- DATASET RECORDS -

(begin)

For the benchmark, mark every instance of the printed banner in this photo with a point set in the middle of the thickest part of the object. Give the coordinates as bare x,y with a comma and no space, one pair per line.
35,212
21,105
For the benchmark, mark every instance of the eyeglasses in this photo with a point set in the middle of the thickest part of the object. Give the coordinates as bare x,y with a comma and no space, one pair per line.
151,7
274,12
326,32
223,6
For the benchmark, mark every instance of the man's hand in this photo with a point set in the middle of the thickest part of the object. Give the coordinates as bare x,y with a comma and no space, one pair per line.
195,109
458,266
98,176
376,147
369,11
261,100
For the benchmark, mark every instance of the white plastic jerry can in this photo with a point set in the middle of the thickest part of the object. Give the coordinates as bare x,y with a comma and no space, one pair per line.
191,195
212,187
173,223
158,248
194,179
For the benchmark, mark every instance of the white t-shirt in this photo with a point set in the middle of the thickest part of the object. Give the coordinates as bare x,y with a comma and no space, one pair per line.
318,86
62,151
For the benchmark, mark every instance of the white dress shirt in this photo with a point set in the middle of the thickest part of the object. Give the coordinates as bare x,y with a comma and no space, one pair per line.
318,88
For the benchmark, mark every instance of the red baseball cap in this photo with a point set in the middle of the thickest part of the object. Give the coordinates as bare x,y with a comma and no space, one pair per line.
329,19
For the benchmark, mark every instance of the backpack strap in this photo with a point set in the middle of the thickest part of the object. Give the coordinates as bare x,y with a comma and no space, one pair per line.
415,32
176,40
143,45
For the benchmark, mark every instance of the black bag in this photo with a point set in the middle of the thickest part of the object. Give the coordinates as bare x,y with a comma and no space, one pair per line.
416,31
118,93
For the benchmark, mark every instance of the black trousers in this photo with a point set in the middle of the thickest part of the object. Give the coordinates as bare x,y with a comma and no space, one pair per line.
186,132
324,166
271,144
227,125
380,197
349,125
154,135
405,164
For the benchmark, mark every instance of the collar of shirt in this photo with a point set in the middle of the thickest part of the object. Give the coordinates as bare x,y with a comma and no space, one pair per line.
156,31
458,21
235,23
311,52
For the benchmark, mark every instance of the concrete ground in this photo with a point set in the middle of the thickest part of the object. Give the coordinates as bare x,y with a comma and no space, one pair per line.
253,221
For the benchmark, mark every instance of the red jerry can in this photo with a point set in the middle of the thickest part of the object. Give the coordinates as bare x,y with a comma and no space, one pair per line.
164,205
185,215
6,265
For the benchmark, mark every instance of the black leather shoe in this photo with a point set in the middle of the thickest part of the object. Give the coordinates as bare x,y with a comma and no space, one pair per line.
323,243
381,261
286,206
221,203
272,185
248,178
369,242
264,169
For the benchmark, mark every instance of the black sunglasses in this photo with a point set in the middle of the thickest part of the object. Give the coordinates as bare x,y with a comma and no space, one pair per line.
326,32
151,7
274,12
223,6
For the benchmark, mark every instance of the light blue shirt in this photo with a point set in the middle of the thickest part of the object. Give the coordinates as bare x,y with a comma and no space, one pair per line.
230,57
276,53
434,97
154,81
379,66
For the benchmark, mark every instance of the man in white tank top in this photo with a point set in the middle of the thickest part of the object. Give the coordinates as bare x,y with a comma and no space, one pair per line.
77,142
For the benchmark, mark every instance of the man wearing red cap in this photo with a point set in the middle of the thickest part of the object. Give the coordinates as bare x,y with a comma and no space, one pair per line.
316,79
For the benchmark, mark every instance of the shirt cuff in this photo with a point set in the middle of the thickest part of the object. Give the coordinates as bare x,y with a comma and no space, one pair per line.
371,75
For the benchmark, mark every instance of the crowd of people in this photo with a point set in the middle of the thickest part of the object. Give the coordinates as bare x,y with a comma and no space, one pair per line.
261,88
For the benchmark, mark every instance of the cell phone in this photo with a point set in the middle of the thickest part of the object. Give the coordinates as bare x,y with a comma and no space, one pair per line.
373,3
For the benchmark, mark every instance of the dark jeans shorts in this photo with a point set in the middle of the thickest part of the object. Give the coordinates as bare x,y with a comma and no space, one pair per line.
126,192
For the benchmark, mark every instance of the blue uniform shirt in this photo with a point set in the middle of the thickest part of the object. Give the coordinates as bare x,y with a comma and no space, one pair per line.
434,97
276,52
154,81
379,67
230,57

(end)

Arrange all the lines above as a Markdown table with two columns, Row and Text. Number each line in the Row column and skip any blank lines.

| Row | Text |
|---|---|
| 1 | For the benchmark, mark every instance of the printed banner in this photo with a point set in the middle of the thickest part of the object. Give the coordinates as bare x,y with a comma and no space, one pair per line. |
| 2 | 35,212 |
| 3 | 21,105 |
| 4 | For the benchmark, mark every instance of the eyeglasses in this photo with a point set in the middle of the thickest part of the object. Give the coordinates as bare x,y with a comma and no space, one pair per line. |
| 5 | 151,7 |
| 6 | 274,12 |
| 7 | 326,32 |
| 8 | 223,6 |
| 9 | For the benchmark, mark every instance of the man's hand in this photo with a point set in the middle of the thickest part of the object. Give the coordinates as bare x,y with a comma and no space, one pair per line. |
| 10 | 195,109 |
| 11 | 458,266 |
| 12 | 98,176 |
| 13 | 376,147 |
| 14 | 369,11 |
| 15 | 261,100 |
| 16 | For the benchmark, mark every instance of the white plastic jerry can in this photo with a point set in the middle of the thickest part of the object. Give the coordinates as bare x,y with a comma and no space, one pair per line. |
| 17 | 191,195 |
| 18 | 212,187 |
| 19 | 173,223 |
| 20 | 158,248 |
| 21 | 194,179 |
| 22 | For the benchmark, mark every instance of the white t-shirt in this photo with a point set in the middle of the thickest part of the object. Give the coordinates as bare x,y with a comma and no space, one pair per line. |
| 23 | 318,86 |
| 24 | 62,151 |
| 25 | For the benchmark, mark every instance of the white dress shirt in this photo with a point set in the middle of the thickest part of the object. Give the coordinates as bare x,y with a comma and no space, one pair per line. |
| 26 | 318,88 |
| 27 | For the benchmark, mark every instance of the red baseball cap in this photo with a point set in the middle of the thickest part of the object. Give the coordinates as bare x,y with a comma and no space, one pair per line. |
| 28 | 329,19 |
| 29 | For the benchmark, mark every instance of the backpack strap in this photo with a point set in the middle of the thickest part of the object. Give the coordinates as bare x,y with a comma and no space, one pair per line. |
| 30 | 415,32 |
| 31 | 176,40 |
| 32 | 143,45 |
| 33 | For the benchmark, mark every instance of the black bag in this photo with a point set in the middle of the thickest part of the object. Give the coordinates as bare x,y with a comma and no space, one pair per line. |
| 34 | 416,31 |
| 35 | 118,93 |
| 36 | For the benchmark, mark every instance of the black trousers in this photo with a point set in the middle of the thickest part of the object. Give the coordinates as bare x,y with a comma and no space, one pair per line. |
| 37 | 186,132 |
| 38 | 324,166 |
| 39 | 271,144 |
| 40 | 227,125 |
| 41 | 380,197 |
| 42 | 349,125 |
| 43 | 154,135 |
| 44 | 405,164 |
| 45 | For the benchmark, mark every instance of the collar of shirt in this photo with a point set in the middle of the thickest part of the object. Give the coordinates as bare x,y with a comma and no space, one pair per line. |
| 46 | 156,31 |
| 47 | 458,21 |
| 48 | 235,23 |
| 49 | 311,52 |
| 50 | For the benchmark, mark every instance of the concrete ground in this photo with a point set in the middle of the thickest part of the object. Give the coordinates as bare x,y with a comma and no space, one pair per line. |
| 51 | 253,221 |
| 52 | For the benchmark, mark every instance of the red jerry can in this photo with a point set in the middle of the thickest part of the object. Give the coordinates as bare x,y with a comma and no space, one pair per line. |
| 53 | 164,205 |
| 54 | 185,215 |
| 55 | 6,265 |
| 56 | For the benchmark, mark every instance of the black leather shoe in this photo with a point set in the middle of the thickest part of the object. Give the coordinates as bare x,y with a comma and no space, one pair per line. |
| 57 | 323,243 |
| 58 | 381,261 |
| 59 | 286,206 |
| 60 | 221,203 |
| 61 | 272,185 |
| 62 | 248,178 |
| 63 | 369,242 |
| 64 | 264,169 |
| 65 | For the benchmark, mark every instance of the black sunglasses in this photo with a point set in the middle of the thickest part of the object. Give the coordinates as bare x,y with a comma and no space, one pair per line. |
| 66 | 326,32 |
| 67 | 151,7 |
| 68 | 274,12 |
| 69 | 223,6 |
| 70 | For the benchmark, mark every instance of the light blue shirt in this photo with a point set in the middle of the thickest part of the object. Give the coordinates as bare x,y with a comma and no space, one pair per line. |
| 71 | 230,57 |
| 72 | 276,53 |
| 73 | 434,97 |
| 74 | 154,81 |
| 75 | 379,66 |
| 76 | For the benchmark, mark every instance of the man in white tank top in this photo with a point set in the middle of the thickest part of the object. Give the coordinates as bare x,y with a comma and no space, one pair per line. |
| 77 | 77,142 |
| 78 | For the benchmark, mark every instance of the man wearing red cap in this photo with a point set in the middle of the thickest part of the object. Give the coordinates as bare x,y with a comma and no space, one pair per line. |
| 79 | 316,79 |
| 80 | For the benchmark, mark every instance of the shirt cuff in this photo with a point set in the middle of the thickest part of the object. Give the coordinates as bare x,y with a comma and no space, one pair per line. |
| 81 | 371,75 |
| 82 | For the benchmark, mark every instance of the crowd of people in this photo with a point set in the middle of the thickest part of the object. Give the coordinates as bare x,y with a comma and no space, one pair per line. |
| 83 | 261,88 |
| 84 | For the benchmark, mark every instance of the cell phone in this photo with a point set in the middle of the thickest part of the object. Give the coordinates as bare x,y with a comma and no space, one pair per line. |
| 85 | 373,3 |
| 86 | For the benchmark, mark every instance of the dark jeans shorts in this photo with a point set in the middle of the thickest part of the object. Give the coordinates as bare x,y with a comma and no space, one pair per line. |
| 87 | 126,192 |
| 88 | For the benchmark, mark every instance of the blue uniform shirt in this photo with a point set in the middle of the thickest part of the object. Give the coordinates as bare x,y with a comma and no space, one pair per line. |
| 89 | 434,97 |
| 90 | 276,52 |
| 91 | 154,81 |
| 92 | 379,67 |
| 93 | 230,57 |